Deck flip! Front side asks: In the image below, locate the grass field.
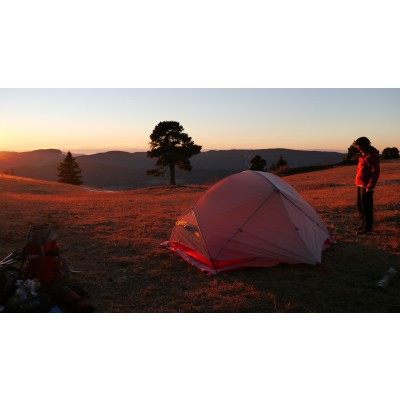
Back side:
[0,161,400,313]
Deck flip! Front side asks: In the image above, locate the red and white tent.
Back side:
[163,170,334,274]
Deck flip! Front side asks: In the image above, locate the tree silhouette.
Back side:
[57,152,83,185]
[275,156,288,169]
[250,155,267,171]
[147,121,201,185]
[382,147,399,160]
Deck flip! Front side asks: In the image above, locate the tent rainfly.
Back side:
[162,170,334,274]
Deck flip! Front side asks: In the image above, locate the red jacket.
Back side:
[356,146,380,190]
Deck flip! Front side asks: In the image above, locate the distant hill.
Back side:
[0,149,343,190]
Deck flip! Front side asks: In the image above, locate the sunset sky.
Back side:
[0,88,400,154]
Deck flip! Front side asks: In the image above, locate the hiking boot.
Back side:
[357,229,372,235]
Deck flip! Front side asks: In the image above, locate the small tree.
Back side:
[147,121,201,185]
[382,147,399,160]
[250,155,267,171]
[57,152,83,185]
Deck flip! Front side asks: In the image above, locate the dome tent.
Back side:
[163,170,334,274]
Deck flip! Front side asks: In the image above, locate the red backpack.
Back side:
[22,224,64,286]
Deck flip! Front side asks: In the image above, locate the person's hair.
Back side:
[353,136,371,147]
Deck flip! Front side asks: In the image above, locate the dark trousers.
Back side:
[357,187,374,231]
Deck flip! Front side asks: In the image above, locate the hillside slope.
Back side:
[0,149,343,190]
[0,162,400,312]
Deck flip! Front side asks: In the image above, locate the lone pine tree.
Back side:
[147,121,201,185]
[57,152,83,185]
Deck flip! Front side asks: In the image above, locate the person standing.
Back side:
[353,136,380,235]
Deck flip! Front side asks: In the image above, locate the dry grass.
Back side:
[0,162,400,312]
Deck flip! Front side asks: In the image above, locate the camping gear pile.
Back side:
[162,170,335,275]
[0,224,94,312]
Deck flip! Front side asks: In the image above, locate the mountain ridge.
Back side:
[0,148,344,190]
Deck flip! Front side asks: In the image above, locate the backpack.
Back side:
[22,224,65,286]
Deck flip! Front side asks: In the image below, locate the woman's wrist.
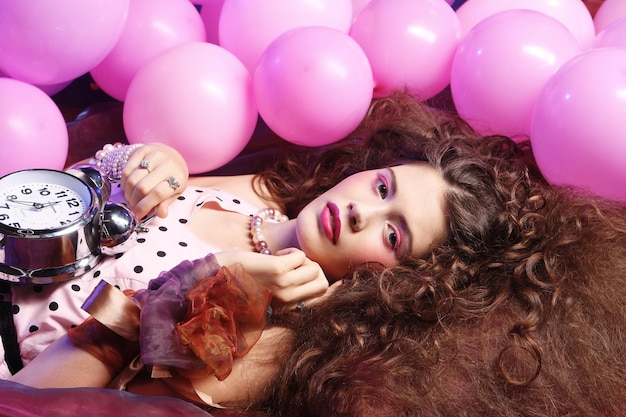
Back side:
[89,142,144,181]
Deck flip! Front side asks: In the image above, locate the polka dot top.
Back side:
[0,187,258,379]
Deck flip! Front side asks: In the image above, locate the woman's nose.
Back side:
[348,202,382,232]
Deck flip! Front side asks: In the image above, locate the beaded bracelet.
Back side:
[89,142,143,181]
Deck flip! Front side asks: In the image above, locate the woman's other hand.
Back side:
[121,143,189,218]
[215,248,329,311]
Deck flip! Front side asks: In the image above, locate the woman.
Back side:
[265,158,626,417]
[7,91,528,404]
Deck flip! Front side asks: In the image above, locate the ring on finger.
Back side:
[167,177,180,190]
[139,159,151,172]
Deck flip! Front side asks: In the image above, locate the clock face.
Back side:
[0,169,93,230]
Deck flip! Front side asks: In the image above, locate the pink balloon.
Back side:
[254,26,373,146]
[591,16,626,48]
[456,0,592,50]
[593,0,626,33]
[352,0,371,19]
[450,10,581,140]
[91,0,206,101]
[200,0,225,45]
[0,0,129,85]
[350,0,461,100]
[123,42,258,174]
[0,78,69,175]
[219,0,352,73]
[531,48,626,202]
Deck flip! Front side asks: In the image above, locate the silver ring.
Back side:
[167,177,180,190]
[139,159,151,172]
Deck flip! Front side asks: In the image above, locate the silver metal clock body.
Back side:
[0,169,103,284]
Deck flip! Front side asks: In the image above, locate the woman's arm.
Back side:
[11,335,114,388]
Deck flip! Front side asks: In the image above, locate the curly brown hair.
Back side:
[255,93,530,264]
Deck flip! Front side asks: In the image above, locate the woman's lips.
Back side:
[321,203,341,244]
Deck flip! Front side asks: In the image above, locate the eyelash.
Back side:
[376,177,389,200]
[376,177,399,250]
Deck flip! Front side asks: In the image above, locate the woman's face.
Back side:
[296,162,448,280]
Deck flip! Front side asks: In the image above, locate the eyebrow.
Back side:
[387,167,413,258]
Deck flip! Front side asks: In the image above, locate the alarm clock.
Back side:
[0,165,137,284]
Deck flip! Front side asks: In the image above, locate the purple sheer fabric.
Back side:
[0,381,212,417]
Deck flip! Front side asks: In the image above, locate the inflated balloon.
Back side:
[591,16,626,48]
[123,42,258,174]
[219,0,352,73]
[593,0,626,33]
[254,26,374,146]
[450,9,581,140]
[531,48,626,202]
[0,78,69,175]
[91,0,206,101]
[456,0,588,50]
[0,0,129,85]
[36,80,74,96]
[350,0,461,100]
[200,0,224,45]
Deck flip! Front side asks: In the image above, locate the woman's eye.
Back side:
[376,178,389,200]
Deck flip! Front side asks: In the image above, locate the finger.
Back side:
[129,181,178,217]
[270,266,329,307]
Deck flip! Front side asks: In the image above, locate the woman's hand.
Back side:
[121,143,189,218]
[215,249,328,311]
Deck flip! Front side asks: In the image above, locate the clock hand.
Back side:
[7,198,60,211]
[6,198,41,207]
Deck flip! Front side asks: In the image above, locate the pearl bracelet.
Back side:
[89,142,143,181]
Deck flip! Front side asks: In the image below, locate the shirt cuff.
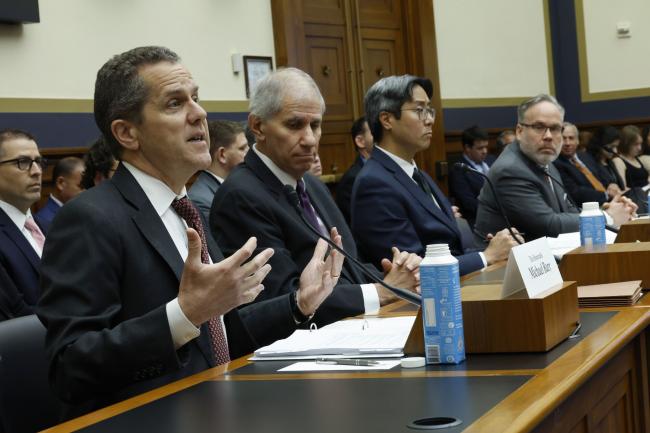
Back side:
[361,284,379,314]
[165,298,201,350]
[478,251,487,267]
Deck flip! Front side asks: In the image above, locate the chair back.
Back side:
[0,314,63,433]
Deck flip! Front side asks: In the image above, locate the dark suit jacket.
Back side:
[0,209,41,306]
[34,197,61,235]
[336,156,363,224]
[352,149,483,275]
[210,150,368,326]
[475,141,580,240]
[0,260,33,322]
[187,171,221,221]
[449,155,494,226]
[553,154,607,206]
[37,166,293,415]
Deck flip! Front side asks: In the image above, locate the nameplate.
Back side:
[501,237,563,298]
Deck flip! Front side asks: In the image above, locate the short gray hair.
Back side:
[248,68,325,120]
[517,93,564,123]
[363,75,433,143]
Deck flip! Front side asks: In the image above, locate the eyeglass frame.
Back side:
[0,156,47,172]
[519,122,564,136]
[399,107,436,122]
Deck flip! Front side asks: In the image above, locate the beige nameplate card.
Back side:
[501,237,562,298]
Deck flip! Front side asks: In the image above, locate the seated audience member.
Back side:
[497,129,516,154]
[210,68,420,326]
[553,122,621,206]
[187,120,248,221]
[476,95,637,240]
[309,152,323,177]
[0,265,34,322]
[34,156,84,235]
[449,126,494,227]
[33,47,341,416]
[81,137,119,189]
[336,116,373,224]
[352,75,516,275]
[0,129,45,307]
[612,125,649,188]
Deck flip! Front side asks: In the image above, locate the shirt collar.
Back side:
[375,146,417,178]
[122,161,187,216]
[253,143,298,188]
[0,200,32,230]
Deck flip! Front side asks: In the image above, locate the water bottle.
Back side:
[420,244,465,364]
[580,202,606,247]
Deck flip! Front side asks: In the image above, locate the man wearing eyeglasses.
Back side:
- - - - -
_WHAT THE EXERCISE ASKS:_
Please write the rows as a JSON list of strings, one string per line, starting with the line containing "the hillside slope." and going on through the line containing "[89,142,144,181]", with blank lines left out. Leave the pictures out of the answer.

_FINISHED EXERCISE:_
[
  "Deck flip! Front side asks: In the image above, locate the hillside slope.",
  "Back side:",
  "[0,149,343,190]",
  "[0,162,400,312]",
  "Deck flip! Front side asks: In the image above, locate the lone pine tree.",
  "Back side:",
  "[147,121,201,185]",
  "[57,152,83,185]",
  "Deck flip! Front side asks: In the image above, locate the person standing.",
  "Back side:",
  "[353,136,380,235]",
  "Deck flip! Front side asks: In the image above, locate the dry grass.",
  "Back side:",
  "[0,162,400,312]",
  "Deck flip! Front side asks: In the image above, locate the camping gear pile.",
  "Back side:",
  "[162,170,335,275]",
  "[0,224,94,312]",
  "Deck flip! Front side asks: In the image above, locate the mountain ridge.",
  "Back side:",
  "[0,148,344,190]",
  "Deck flip! Front side asks: In the image above, locate the backpack.",
  "Back side:",
  "[22,224,65,286]",
  "Deck flip! Front side asks: In the image below, locate the woman's wrist.",
  "Back side:",
  "[89,142,144,181]"
]